**Textauszug:**
Entspannungsverfahren und verhaltenstherapeutische Interventionen zeigen in Kombination mit Medikamenten gute Effekte in der Behandlung der Migräne.
In Europa leiden Millionen Menschen unter Migräne. Bei mehr als einem Drittel von ihnen könnten neben Medikamenten auch nichtmedikamentöse Therapien lindernd wirken. Die aktuelle deutsche Leitlinie zu Entspannungsverfahren und verhaltenstherapeutischen Interventionen zur Behandlung der Migräne zeigt, dass vor allem progressive Muskelentspannung (PMR), kognitive Verhaltenstherapie, Ausdauersport sowie Biofeedback-Verfahren den Patienten helfen können.
Welche Entspannungsverfahren und verhaltenstherapeutische Interventionen bei Migräne empfehlenswert sind
Im Grunde genommen sind heftige pulsierende Kopfschmerzen sind nur ein Symptom von Migräne. Hinzu kommen oft Übelkeit, Erbrechen, Lärm- sowie Lichtüberempfindlichkeit. Dabei wollen viele Patienten nicht nur Medikamente einnehmen, sondern auch nichtmedikamentöse Maßnahmen nutzen.
In den aktuellen Leitlinien dokumentieren Experten die Effekte von Entspannungsverfahren und verhaltenstherapeutischen Interventionen. Eine Autorengruppe hatte zuvor die aktuelle Studienlage ausgewertet und systematisch mehr als 800 Arbeiten untersucht. Dabei zeigte sich, dass bereits die ärztliche Beratung und Informationen Kopfschmerzen klinisch messbar verringern konnten.
Progressive Muskelrelaxation
Außerdem wirken Entspannungsverfahren wie beispielsweise die in den 1930er Jahren entwickelte Progressive Muskelrelaxation (PMR) besonders gut. Die Progressive Muskelrelaxation ist zudem gut zu erlernen und ohne Aufwand einsetzbar. Die Progressive Muskelrelaxation führt dazu, dass der Patient selbst aktiv wird, indem er Muskelgruppen gezielt an- und wieder entspannt.
Schließlich lässt sich diese Technik auch gut in den Alltag integrieren. Wer sie regelmäßig anwendet, beeinflusst außerdem die zentrale Schmerzverarbeitung und aktiviert schmerzhemmende Strukturen im Gehirn. Damit kann man die Zahl der Migräneattacken um 35 bis 45 Prozent reduzieren.

**Arbeitsauftrag:** Gib den Abschnitt des Textes über Migräne von "In Europa leiden" bis einschließlich "Patienten helfen können." wortgetreu wieder. Die Datensätze haben mit dem Text über Migräne nichts zu tun.

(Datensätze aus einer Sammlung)
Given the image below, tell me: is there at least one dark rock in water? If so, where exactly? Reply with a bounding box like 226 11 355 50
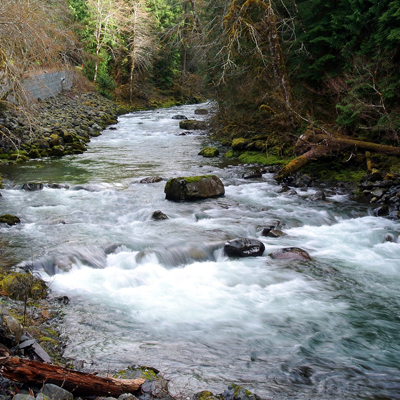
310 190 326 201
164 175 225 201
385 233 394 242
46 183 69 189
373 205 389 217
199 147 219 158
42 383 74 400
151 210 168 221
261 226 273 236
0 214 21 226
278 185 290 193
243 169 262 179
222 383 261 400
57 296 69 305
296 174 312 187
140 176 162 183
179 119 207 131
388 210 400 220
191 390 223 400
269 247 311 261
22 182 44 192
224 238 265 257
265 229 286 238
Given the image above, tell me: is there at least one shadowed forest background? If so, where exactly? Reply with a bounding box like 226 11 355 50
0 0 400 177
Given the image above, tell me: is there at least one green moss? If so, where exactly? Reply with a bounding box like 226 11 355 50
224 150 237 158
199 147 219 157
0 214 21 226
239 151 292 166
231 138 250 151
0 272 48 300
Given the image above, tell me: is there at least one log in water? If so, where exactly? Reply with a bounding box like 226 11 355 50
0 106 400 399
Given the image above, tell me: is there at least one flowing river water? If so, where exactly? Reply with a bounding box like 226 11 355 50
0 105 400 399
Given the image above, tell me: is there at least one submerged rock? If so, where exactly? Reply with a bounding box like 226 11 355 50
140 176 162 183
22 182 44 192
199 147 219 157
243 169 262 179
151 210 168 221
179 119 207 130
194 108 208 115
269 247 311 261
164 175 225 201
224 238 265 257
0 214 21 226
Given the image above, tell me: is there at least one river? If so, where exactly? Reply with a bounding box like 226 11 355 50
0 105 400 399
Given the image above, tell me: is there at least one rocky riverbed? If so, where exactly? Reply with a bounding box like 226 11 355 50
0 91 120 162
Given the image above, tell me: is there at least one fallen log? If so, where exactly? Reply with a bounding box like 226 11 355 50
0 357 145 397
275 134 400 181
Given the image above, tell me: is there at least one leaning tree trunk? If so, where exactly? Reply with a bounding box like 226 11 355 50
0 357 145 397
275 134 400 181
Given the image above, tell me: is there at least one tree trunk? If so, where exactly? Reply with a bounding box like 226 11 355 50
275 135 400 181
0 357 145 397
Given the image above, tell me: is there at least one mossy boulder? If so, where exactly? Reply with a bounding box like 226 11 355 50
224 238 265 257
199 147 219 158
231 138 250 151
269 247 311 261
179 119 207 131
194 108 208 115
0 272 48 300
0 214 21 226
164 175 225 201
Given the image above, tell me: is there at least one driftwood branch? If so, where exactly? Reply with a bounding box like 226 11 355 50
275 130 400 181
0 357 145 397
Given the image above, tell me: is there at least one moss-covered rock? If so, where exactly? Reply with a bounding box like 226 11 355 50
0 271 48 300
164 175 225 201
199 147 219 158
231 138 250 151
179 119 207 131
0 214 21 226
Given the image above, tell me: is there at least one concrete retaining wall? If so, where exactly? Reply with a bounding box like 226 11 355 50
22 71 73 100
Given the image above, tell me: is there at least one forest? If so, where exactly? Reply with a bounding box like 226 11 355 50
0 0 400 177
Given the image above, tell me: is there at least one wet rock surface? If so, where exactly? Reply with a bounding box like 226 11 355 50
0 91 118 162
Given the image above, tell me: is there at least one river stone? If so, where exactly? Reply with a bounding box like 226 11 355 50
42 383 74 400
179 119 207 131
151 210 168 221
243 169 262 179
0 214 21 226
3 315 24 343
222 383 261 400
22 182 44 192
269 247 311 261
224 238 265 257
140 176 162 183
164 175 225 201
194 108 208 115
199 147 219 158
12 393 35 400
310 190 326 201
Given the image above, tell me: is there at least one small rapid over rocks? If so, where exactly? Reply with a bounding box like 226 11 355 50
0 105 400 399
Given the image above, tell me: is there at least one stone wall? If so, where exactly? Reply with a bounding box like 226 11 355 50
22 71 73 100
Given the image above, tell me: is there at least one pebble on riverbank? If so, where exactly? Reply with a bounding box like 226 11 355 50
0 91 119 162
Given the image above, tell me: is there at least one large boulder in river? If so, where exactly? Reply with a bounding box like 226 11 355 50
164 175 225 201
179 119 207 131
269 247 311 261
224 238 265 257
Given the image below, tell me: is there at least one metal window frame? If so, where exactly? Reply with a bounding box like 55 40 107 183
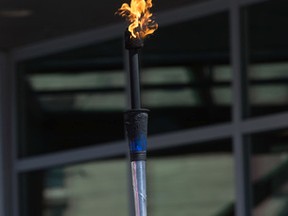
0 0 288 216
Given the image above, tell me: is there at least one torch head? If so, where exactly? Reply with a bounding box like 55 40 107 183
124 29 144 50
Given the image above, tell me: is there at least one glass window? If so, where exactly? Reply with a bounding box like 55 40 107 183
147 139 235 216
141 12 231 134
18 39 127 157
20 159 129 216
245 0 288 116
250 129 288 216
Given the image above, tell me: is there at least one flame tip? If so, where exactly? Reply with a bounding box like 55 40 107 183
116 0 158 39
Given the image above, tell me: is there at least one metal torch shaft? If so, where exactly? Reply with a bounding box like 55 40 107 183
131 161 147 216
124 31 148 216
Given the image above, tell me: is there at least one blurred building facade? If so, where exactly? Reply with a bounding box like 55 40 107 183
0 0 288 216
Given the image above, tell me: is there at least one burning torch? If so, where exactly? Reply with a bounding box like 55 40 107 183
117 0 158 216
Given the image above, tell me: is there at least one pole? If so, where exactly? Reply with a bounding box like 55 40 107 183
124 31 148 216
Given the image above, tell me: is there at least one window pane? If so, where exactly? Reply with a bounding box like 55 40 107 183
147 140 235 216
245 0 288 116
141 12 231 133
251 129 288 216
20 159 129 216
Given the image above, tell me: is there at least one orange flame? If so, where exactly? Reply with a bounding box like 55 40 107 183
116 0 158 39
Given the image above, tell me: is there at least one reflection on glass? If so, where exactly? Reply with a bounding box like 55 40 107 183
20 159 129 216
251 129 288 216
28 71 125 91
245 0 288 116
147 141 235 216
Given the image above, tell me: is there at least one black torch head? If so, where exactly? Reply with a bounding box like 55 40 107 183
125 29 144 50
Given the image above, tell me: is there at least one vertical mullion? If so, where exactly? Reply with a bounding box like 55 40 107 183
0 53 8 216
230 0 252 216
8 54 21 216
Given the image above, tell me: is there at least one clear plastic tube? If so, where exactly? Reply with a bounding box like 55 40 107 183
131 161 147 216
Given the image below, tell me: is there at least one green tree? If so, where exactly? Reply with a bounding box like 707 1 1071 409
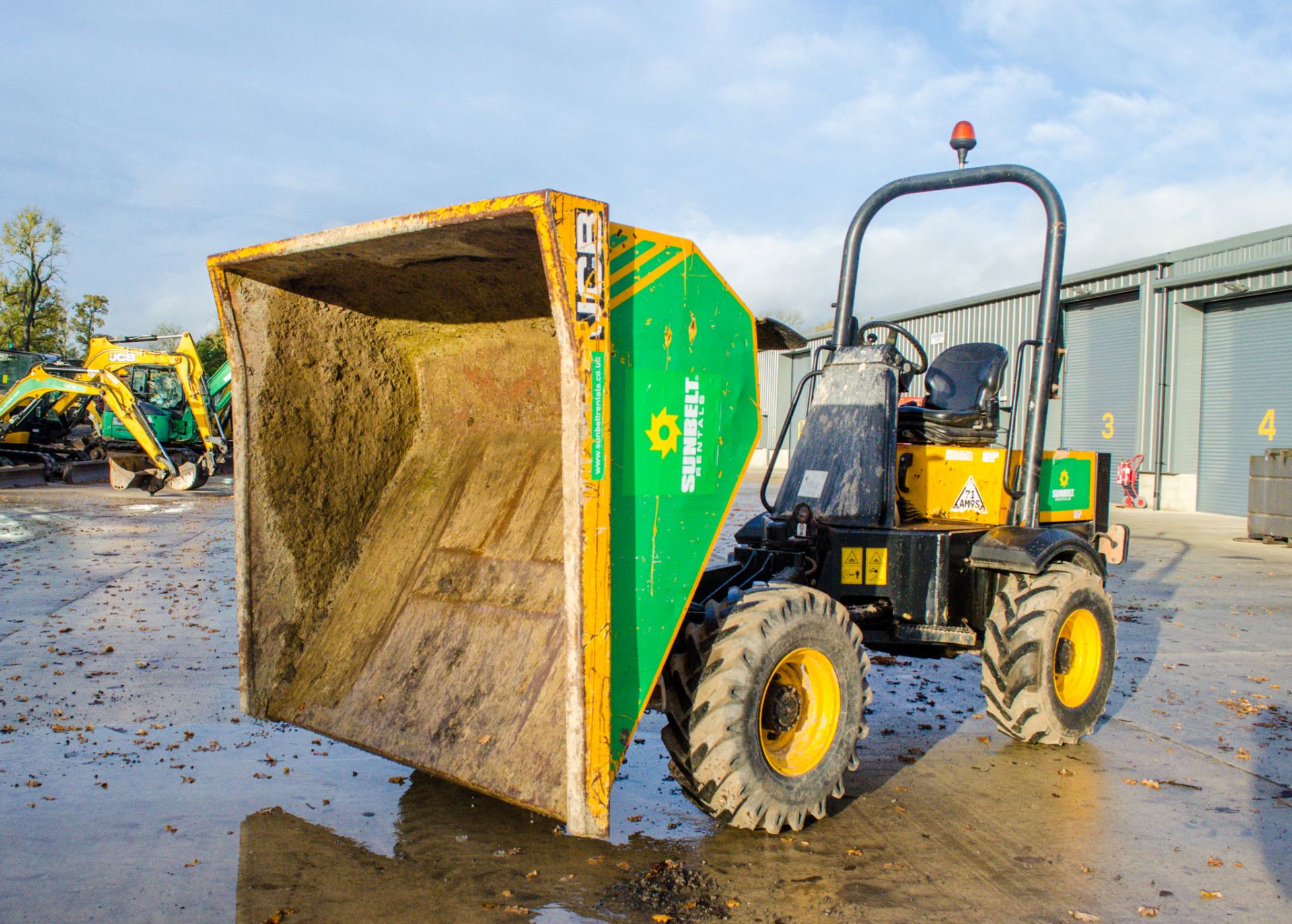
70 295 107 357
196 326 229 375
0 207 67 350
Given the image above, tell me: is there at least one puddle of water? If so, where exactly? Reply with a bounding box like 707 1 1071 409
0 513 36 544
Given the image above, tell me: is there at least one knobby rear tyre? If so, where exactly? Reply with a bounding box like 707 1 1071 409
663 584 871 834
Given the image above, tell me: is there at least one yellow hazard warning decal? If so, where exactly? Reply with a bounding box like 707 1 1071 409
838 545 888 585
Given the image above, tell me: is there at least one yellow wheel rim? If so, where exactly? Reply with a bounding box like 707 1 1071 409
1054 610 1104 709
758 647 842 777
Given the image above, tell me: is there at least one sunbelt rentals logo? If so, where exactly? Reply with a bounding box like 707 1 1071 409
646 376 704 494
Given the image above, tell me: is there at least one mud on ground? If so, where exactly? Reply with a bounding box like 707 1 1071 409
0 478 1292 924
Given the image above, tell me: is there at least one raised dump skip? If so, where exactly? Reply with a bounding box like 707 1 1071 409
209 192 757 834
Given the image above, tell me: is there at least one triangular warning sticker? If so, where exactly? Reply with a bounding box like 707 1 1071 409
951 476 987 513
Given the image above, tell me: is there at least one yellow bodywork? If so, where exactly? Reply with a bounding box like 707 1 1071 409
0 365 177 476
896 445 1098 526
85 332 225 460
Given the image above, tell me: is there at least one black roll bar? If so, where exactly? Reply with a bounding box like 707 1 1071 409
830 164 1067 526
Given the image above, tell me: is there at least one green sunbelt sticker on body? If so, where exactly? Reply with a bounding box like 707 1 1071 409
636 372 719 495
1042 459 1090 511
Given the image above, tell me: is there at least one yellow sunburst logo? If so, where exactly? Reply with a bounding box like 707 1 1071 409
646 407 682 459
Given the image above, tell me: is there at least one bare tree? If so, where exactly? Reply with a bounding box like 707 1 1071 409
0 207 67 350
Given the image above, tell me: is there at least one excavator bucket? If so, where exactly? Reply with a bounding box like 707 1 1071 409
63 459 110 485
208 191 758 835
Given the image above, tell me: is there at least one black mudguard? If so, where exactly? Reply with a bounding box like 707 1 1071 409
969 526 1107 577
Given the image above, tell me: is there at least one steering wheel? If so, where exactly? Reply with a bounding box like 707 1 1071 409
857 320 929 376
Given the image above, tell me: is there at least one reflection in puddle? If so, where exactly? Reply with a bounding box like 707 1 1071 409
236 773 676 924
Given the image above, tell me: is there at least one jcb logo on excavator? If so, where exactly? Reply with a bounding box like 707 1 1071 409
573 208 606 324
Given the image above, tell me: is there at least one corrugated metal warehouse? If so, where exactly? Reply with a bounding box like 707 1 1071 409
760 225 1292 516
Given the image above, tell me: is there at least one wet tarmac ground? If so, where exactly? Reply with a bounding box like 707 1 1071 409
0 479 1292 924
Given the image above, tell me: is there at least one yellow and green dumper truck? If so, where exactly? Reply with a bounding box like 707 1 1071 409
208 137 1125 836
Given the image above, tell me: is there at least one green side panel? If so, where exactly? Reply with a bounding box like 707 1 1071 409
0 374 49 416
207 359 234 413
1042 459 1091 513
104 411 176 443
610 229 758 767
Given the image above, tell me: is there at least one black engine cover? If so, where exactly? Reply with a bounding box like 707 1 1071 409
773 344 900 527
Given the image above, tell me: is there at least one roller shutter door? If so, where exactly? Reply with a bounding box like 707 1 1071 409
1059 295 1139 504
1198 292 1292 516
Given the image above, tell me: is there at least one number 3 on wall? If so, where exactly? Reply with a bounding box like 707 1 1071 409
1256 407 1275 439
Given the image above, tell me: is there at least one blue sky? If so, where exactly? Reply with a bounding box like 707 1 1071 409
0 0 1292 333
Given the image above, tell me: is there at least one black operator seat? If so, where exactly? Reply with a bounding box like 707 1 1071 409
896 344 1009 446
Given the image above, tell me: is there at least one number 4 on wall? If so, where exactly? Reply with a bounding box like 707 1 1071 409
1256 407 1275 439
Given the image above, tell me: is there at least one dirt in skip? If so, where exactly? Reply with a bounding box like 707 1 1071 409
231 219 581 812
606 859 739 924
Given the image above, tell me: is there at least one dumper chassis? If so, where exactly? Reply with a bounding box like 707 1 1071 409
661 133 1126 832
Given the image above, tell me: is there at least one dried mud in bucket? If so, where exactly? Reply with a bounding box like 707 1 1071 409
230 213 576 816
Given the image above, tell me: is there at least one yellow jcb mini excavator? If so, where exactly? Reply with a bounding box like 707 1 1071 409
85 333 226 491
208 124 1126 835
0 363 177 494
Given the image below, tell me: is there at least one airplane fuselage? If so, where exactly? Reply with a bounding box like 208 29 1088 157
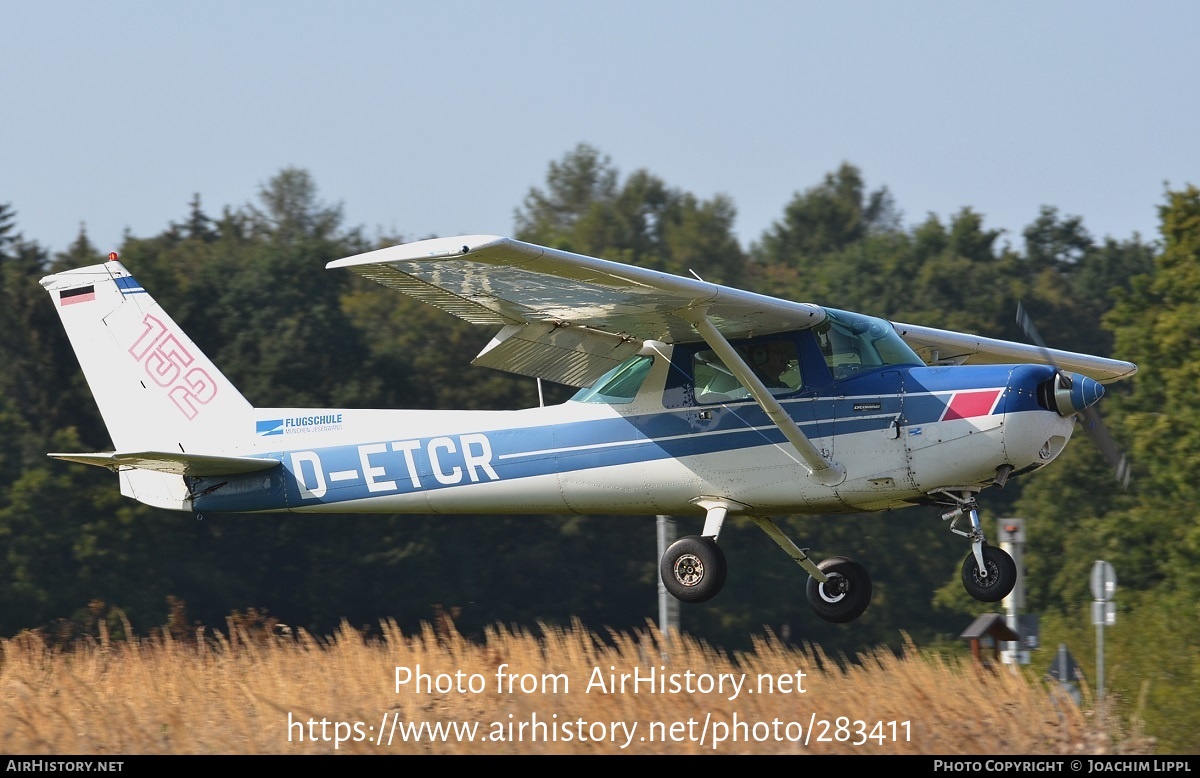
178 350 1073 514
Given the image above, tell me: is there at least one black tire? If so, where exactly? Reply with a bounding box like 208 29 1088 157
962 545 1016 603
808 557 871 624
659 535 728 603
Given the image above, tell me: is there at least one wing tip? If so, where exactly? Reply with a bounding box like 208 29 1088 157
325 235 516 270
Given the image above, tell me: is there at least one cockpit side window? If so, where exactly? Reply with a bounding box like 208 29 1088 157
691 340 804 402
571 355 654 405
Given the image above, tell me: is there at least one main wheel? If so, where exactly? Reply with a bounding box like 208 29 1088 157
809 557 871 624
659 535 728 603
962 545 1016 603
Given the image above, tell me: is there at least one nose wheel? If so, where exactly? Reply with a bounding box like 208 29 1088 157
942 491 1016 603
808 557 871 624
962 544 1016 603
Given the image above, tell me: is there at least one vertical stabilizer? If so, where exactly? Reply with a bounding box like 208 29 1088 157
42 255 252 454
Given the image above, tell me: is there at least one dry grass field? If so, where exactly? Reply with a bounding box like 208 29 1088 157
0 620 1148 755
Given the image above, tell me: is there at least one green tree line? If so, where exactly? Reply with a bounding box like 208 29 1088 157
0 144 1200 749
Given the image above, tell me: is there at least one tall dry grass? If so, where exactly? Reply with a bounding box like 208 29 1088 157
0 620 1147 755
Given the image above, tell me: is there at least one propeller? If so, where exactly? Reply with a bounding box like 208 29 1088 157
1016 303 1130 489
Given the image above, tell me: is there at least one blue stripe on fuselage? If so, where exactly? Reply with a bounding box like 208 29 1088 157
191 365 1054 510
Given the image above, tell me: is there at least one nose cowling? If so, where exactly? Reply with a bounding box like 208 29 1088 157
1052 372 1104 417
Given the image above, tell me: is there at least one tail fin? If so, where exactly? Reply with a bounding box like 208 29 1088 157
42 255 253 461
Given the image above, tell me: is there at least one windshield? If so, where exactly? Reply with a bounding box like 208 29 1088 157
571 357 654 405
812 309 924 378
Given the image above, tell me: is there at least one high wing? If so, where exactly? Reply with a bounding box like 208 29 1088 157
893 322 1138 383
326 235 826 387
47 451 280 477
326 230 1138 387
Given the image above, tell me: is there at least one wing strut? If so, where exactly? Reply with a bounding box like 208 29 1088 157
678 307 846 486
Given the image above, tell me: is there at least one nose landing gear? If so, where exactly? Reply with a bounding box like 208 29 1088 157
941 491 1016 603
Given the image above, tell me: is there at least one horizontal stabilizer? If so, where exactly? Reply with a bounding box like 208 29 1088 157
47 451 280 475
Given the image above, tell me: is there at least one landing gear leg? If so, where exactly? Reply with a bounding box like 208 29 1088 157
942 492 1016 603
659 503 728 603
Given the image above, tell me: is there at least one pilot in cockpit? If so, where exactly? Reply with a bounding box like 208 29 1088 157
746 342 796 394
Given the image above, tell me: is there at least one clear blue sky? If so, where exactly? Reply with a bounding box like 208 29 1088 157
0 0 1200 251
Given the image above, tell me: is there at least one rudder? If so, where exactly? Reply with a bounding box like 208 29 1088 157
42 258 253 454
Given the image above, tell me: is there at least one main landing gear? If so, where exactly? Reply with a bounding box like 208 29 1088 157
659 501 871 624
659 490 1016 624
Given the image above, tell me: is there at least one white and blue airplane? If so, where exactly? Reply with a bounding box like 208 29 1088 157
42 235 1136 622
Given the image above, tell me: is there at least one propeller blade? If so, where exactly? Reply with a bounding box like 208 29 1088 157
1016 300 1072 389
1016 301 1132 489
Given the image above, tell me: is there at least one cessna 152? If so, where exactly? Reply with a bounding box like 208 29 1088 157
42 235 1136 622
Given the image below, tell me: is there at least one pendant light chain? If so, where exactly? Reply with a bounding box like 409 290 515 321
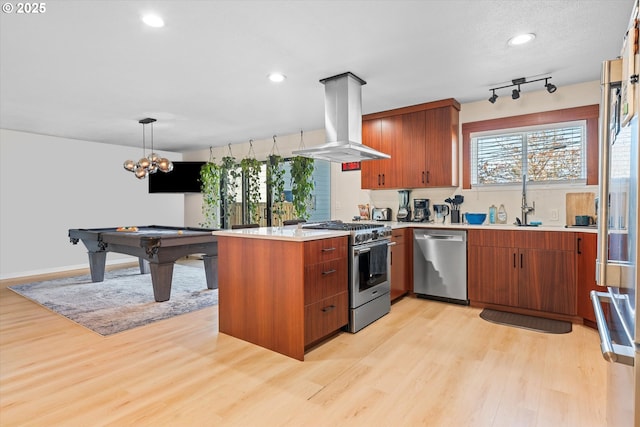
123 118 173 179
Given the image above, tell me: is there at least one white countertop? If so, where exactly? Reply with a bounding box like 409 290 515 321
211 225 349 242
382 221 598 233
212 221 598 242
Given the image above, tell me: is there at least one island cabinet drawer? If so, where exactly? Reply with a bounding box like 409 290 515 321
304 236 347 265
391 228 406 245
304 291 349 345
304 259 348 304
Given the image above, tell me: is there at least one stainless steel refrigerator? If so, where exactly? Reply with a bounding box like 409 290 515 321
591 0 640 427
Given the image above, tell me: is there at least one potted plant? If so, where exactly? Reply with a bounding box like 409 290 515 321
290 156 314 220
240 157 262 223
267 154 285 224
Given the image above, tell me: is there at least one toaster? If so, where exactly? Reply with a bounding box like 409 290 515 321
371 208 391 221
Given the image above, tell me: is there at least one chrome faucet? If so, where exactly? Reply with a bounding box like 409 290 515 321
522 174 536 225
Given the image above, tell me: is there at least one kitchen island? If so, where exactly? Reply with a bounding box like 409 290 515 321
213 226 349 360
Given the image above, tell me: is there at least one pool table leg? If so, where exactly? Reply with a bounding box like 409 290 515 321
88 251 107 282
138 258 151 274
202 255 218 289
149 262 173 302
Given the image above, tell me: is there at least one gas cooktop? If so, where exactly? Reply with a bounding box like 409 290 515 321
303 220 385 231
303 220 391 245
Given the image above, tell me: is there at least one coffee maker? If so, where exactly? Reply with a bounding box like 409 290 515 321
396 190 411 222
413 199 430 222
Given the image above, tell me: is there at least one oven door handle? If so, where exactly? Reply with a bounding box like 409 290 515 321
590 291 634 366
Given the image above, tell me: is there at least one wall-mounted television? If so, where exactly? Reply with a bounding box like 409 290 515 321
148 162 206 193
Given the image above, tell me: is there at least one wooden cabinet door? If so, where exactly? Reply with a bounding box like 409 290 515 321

**Erledigte Aufgabe:**
In Europa leiden Millionen Menschen unter Migräne. Bei mehr als einem Drittel von ihnen könnten neben Medikamenten auch nichtmedikamentöse Therapien lindernd wirken. Die aktuelle deutsche Leitlinie zu Entspannungsverfahren und verhaltenstherapeutischen Interventionen zur Behandlung der Migräne zeigt, dass vor allem progressive Muskelentspannung (PMR), kognitive Verhaltenstherapie, Ausdauersport sowie Biofeedback-Verfahren den Patienten helfen können.